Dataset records
◇ ◇ ◇

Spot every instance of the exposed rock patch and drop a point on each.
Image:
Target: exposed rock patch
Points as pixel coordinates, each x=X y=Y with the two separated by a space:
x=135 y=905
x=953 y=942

◇ ◇ ◇

Give the data again, unchanged in every line.

Spot every instance of the exposed rock patch and drop a point on each.
Image:
Target: exposed rock patch
Points as pixel coordinates, each x=X y=Y with the two separated by a space:
x=135 y=905
x=953 y=942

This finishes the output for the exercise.